→ **Entries from a pointing dataset**:

++++++++++++++++++++

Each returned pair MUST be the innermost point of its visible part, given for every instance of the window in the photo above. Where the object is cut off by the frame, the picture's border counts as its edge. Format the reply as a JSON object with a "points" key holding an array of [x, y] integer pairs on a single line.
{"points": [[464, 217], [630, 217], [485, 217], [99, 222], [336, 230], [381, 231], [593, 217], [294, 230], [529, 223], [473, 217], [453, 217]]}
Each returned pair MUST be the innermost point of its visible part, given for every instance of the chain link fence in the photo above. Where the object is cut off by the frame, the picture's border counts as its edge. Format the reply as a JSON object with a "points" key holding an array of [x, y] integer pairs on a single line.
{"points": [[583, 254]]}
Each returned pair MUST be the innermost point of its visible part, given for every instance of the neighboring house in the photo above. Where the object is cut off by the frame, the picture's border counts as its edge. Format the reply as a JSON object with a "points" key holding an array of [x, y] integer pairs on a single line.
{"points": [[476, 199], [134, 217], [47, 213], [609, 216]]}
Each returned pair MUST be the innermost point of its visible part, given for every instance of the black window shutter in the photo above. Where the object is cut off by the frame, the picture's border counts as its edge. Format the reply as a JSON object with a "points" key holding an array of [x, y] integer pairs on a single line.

++++++++++++++++++++

Swap "innermost point" for "most central point" in the listing, from the line containing "of the neighboring" through the end of the listing. Give back only those lines, changing nothing else.

Each returned pair MUST be the most central point of its visible part, given for every instance of the neighboring house in the photo above. Where the object is cut off by the frame, the picture's border counts as its edge. Format the reply as a JSON object with a "points" key holding an array of [x, y] integer pairs on a single line.
{"points": [[476, 199], [134, 217], [47, 213], [609, 216]]}
Each returned pair MUST be the most central point of its visible part, given for every instance of the black window shutter in the photo above. Where the object is cut off by the frame, the picture's border counts as its edge. Format the reply as a JSON object with a "points" key holding an array of [x, y] integer pairs on a single line.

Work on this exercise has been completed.